**Task item A**
Answer these from the IBIS driver model text, one line each:
(i) What does the parameter RTR stand for?
(ii) What gain does G2 have?
(iii) What kind of ramp would the writer have chosen instead of an RC charging curve?
**Task item B**
List every node number mentioned in the IBIS driver model text.
**Task item C**
Pick up the IBIS driver model text after its last sentence and keep writing it.

**Provided text**

The rise and fall times of the model are controlled by the ramp
generators (upper and lower left corners of the figure).
Before a 0 to 1 transition, switch S1 is closed, which causes node 850
to be at 0.0 volts. When the INPUT changes from 0 to 1 (and ENABLE is
asserted), switch S1 releases, and the B3 switched resistor is turned
on. B3 pulls the lower side of capacitor C1 to the plus rail, with time
constant RTR*C1 (parameter RTR is the rise time in the IBIS file).
When the ramp reaches the positive rail voltage, the XPULLUP applies
the full value of the lookup table inside it. The "force" applied is
a function of how much difference there is between the current output
voltage (node 8) and the voltage the driver is trying to make (the
logic 1 provided by node 850). When the driver output (as seen at node
8) reaches the positive rail, XPULLUP stops requesting more drive.
The PULLUP drive consists of several conversion steps. The input to
XPULLUP is effectively Vtable = VCC-Voutput, and since XPULLUP is a
VCVS (voltage controlled voltage source), a voltage is produced which
is referenced to the positive rail. This, in turn, is applied to
VCCS (voltage controlled current source) G2, which has a 1:1 gain. If
XPULLUP outputs 1 volt, then G2 will output 1 amp. Now, the curious
part is the role of resistors R1 and R2. Instinct says they are being
used to convert from current to voltage (as if a voltage source is
desired as the output characteristic of the driver). By using S2IBIS2,
the proper output impedance characteristic is seen, looking into this
network (because it is the slope of V versus I that counts, as opposed
to the instantaneous value). However, be aware that if you are using
node 300 to monitor power consumption, you will find too much current
flowing into this node.
I tried constructing my own driver, by using a B element to place a
non-linear resistance between the positive rail and the output node,
and the output waveform had the right shape, but it had small
stairsteps along its edge. So, the voltage-current-voltage chain used
by Intusoft has more merit than going directly with a non-linear
resistor.
Another question is the design of the ramp generator. To me, the shape
of the ramp is arbitrary. Intusoft chose an RC charging curve, whereas
I would have chosen a linear ramp (which can be achieved with
a switched constant current source into a capacitor). A linear ramp
would at least make it easier to adjust the subcircuit to get the
correct value of rise/fall times. I don't think the IBIS spec defines
how PULLUP or PULLDOWN turn on.
Voltage sources V7, V6, and V5 are zero volt sources, used to allow
Spice to monitor the current flow. The XPWRCLAMP and XGNDCLAMP are
non-linear resistors which are always enabled, and these give the
clamping characteristic of the input gate ESD protection diodes.

**Data records**
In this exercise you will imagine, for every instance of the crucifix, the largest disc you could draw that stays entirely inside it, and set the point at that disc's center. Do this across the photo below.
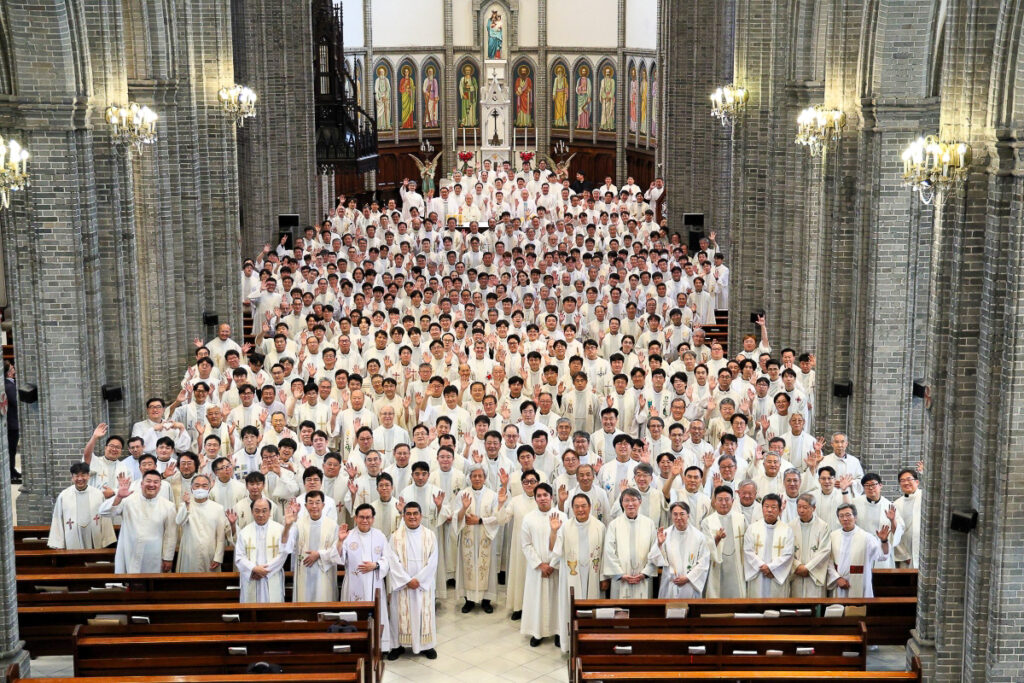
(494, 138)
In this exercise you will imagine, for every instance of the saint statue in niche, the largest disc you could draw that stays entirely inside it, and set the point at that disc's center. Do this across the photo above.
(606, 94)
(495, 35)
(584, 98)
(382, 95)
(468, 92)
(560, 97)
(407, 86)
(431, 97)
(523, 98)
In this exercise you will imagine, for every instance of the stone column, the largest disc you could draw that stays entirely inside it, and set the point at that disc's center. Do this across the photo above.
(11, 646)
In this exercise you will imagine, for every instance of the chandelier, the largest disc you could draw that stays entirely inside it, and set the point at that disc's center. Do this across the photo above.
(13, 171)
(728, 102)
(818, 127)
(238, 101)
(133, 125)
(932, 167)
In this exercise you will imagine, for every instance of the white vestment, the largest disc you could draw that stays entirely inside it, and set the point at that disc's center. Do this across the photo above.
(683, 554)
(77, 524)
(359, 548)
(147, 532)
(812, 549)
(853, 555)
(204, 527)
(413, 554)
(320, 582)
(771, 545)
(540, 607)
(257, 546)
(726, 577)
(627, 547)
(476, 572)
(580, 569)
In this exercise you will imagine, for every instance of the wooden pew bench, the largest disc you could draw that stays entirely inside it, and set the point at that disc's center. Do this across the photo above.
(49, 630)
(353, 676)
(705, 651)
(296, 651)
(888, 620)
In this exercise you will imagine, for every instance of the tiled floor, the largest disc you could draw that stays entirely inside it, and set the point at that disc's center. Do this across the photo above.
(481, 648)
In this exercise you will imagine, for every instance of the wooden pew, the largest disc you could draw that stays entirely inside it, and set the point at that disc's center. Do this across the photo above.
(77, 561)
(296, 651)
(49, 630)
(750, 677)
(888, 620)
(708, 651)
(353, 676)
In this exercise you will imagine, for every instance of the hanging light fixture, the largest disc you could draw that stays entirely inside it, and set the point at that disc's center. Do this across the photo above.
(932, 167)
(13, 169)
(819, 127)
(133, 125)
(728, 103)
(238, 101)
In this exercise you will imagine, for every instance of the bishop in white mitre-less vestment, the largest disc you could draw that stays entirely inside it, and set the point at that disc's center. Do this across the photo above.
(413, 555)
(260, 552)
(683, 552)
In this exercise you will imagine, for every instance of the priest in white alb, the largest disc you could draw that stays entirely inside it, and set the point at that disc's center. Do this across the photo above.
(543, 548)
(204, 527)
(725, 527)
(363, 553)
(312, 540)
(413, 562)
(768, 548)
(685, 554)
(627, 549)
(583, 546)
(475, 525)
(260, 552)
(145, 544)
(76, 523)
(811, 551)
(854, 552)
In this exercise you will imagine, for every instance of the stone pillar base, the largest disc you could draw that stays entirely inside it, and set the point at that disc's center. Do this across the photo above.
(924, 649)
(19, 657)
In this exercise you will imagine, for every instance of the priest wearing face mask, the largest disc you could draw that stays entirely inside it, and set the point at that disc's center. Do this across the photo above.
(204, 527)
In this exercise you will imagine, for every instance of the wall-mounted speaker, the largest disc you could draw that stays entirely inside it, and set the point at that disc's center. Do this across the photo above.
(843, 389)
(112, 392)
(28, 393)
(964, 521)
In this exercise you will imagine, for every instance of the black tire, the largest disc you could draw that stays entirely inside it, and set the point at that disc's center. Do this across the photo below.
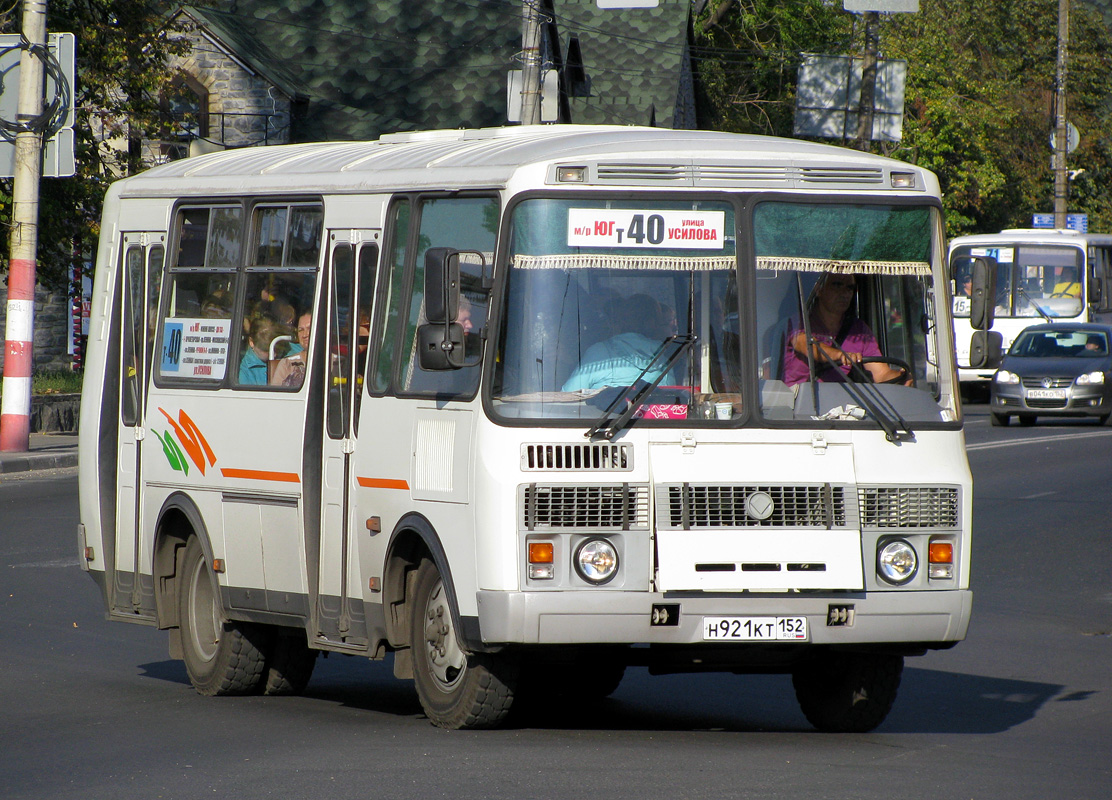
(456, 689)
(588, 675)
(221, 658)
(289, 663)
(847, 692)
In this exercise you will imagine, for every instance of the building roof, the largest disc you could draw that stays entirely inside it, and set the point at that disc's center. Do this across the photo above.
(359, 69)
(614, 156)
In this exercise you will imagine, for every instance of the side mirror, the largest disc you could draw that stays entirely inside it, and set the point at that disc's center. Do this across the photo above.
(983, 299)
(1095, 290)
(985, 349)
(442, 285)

**Task answer A**
(i) The rise time in the IBIS file.
(ii) A 1:1 gain.
(iii) A linear ramp.

**Task answer B**
850, 8, 300

**Task answer C**
************************************************************************
Miscellaneous notes:
Software issues:
1a) ngspice:
The LTRA transmission line doesn't work in ngspice-rework14. Since
I don't understand all the matrix stuff/time steps/Newton-Raphson in
Spice, I don't know exactly why. What I notice is that someone has
removed some heuristic time stepping cruft from the original code and
replaced it with a simplified approach. The observed symptoms are that
at the propagation delay time of the line (24 inches would be roughly
4.4ns), I get a "time step too small" error. I can change the PULSE
source delay from the shown value of 1ns, and the time step error
still occurs at 4.38ns. Here is a test deck (that works in
SwitcherCad). This test is of a matched series damped termination
into a transmission line. It should give a delayed and correct
amplitude signal at the output node 3.) Placing loads on the output of
the transmission line doesn't help. The option method=gear usually
helps with time step too small problems.
From ltra_1.cir of Spice3F5, simplified, 24inch lossy line
.options method=gear
v1 1 0 pulse(0 4 1ns 1ns 1ns 20ns 40ns)
rseries 1 2 50
o2 2 0 3 0 lline
.model lline ltra r=0.2 g=0 l=9.13e-9 c=3.65e-12 len=24 truncnr
.save v(1) v(2) v(3)
.tran 0.01ns 60ns 0 0.1ns
.end
doAnalyses: TRAN: Timestep too small; time = 4.3812e-09,
timestep = 1.25e-22: cause unrecorded.
1b) ngspice:
Parser has a few problems. Firstly, for B models, if there is a syntax
error, ngspice will hang without printing any details about the error.
In particular, expressions of the form (a + -b) cause problems. To
debug this, I added printf statements to inppas1.c, inppas2.c, and
inppas3.c, to identify where the hang might be occurring. I changed
the source deck to suit the parser.
1c) ngspice:
Include files don't work. If you place ".include blah.lib" in the main
.cir file, the program complains about freeing some pointer. This
turned out to be an uninitialized pointer in inpcom.c. The fix was
"copys = NULL" just before "if (*s == '~')".
2a) s2ibis2:
The program had trouble creating the golden waveforms for the IBIS
file. Turned out that it was duplicating its own dummy node names.
In s2ispice.c, around line 2137, there are some references to
nodelist[]. There is a potential order of evaluation problem, as
"nodelist[nodeIndex]" and "nodeList[++nodeIndex]" appear in the same
line. I changed the second one to "nodeList[nodeIndex+1]" and did
the increment in a separate statement. There are multiple lines
like this.
s2ibis2 also has some strange ideas about data reduction. The IBIS
standard says that tables should have 100 or fewer entries. s2ibis2
removes data points from the table according to its own definition
of "interesting" areas of the curve. This is dangerous, because it
assumes that no one will be using a novel pad design. This is why
some commercial IBIS files are missing data between -1.0 and -1.5
volts. If you are making IBIS models professionally, I'd consider
taking this clever code out. Similarly, there are comparisons to
"clamptol" and the like, for current values in V/I tables. Why
not just leave the data points alone, in the form they were
delivered from the spice simulation? Changing the data can
affect the following test...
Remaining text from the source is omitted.